- [Text provided]:
++++++++++

New York’s health-care system is paying a staggering $24 billion a year to help cover high hospital and emergency costs for “preventable” illnesses suffered by minority patients, says the New York Post.
State Health Commissioner Dr. Nirav Shah a shortage of doctors and a lack of preventive care in minority neighborhoods. Instead of being able to see a doctor for regular check-ups, many New Yorkers suffer from untreated asthma, diabetes, obesity, HIV, depression, high blood pressure and other heart-related ailments, says the Post.
“Excess rates of preventable illnesses for blacks and Hispanics alone cost New York state $24 billion a year,” Shah said during a presentation to his department’s minority health council, adding that the situation was “tragic.”
Other issues that exacerbate the problem in minority neighborhoods are poor nutrition, fewer recreational options, lack of exercise and higher crime rates, he said.
The Health Department’s annual report highlighting medical disparities found that blacks have a 62 percent higher diabetes mortality rate than Hispanics, twice the rate of whites and three times that of Asians; black and Hispanic asthma mortality rates are four times higher than those of whites and 13 times higher than Asians; and the infant mortality rate for black babies is 10.9 per 1,000, more than double the 4.2 rate for whites and 4.5 rate for Hispanics.
According to the Post, providing these at-risk minority and immigrant communities with better medical care by neighborhood doctors would save the state billions of dollars, health officials said.

++++++++++

- [What you will do]:
Decide whether each statement below agrees with the article on preventable illnesses in New York, and answer yes or no with the deciding words of the article quoted exactly: (a) The infant mortality rate for black babies is more than double the rate for whites. (b) Black and Hispanic asthma mortality rates are twice those of whites. (c) Higher crime rates are among the issues that make the problem worse in minority neighborhoods.

++++++++++

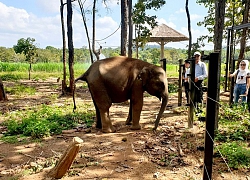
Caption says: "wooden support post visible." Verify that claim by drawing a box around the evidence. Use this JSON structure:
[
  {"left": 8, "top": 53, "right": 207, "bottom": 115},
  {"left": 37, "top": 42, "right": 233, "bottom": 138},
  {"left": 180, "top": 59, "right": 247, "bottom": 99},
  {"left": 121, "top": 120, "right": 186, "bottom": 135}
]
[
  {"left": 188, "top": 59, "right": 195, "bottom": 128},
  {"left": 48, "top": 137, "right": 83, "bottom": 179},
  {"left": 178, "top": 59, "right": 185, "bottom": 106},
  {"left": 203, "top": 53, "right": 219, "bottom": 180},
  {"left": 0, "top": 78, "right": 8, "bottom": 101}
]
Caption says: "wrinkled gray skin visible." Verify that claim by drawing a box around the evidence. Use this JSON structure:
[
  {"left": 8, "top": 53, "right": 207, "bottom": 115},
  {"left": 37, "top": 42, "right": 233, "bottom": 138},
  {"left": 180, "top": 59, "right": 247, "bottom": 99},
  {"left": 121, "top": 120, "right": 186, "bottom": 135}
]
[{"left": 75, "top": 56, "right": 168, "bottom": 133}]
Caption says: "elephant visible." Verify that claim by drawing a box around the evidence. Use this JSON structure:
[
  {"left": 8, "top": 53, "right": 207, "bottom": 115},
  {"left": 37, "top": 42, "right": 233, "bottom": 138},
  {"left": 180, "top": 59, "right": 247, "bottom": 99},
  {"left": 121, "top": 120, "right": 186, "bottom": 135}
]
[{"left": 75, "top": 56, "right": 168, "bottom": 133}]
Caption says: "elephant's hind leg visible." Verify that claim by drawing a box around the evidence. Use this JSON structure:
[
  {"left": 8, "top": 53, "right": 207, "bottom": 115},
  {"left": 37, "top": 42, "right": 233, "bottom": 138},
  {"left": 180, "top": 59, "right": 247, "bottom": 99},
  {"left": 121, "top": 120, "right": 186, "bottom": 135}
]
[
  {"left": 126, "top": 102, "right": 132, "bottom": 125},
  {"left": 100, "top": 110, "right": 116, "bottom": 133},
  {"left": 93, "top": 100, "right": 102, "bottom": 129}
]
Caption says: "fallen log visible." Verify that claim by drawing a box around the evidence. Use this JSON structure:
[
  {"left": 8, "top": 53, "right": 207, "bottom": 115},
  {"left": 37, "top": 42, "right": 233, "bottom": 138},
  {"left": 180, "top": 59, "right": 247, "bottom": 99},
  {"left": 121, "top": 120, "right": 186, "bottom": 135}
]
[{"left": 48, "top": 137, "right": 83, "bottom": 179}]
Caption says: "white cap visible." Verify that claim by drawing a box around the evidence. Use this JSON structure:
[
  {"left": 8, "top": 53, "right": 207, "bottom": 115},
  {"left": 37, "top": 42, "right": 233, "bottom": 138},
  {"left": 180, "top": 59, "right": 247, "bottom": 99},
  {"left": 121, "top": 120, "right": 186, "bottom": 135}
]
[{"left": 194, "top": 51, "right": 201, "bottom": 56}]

++++++++++

- [Response]:
(a) Yes: "the infant mortality rate for black babies is 10.9 per 1,000, more than double the 4.2 rate for whites"
(b) No: "black and Hispanic asthma mortality rates are four times higher than those of whites"
(c) Yes: "Other issues that exacerbate the problem in minority neighborhoods are poor nutrition, fewer recreational options, lack of exercise and higher crime rates"